* WORK REQUIRED *
Every line below that holds the word "water" must be listed.

*** DATA FOR THIS TASK Section Begins ***

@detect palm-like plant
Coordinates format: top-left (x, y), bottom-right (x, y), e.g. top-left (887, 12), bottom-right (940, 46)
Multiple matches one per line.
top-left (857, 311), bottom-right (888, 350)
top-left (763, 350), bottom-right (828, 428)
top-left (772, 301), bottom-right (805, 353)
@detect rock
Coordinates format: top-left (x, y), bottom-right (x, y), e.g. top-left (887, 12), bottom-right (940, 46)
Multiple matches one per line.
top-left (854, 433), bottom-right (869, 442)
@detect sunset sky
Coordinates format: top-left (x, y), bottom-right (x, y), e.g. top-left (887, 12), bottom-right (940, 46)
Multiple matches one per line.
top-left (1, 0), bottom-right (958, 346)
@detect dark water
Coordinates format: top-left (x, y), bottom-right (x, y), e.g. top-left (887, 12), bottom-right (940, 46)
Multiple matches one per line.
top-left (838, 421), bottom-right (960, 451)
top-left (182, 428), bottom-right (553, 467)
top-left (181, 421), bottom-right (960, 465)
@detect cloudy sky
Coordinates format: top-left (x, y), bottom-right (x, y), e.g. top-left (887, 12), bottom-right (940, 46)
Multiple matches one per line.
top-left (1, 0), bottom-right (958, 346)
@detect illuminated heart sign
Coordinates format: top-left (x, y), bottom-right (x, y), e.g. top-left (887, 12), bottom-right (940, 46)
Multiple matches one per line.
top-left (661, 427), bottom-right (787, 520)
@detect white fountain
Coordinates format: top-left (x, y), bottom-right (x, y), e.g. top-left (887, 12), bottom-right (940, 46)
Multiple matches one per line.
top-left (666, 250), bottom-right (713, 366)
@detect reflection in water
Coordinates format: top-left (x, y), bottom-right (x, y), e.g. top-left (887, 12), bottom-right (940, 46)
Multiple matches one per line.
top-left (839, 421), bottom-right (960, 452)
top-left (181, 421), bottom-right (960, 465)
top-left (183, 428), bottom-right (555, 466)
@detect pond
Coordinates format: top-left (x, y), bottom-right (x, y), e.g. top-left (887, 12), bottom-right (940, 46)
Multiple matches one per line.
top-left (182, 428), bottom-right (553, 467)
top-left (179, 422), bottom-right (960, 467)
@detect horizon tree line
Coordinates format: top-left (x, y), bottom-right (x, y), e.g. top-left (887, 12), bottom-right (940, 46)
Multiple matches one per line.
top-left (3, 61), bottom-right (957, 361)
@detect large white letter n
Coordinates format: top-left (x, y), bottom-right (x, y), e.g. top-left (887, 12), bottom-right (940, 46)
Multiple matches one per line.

*** DATA FOR THIS TASK Section Ends ***

* TASK RESULT *
@detect dark water
@detect reflection in water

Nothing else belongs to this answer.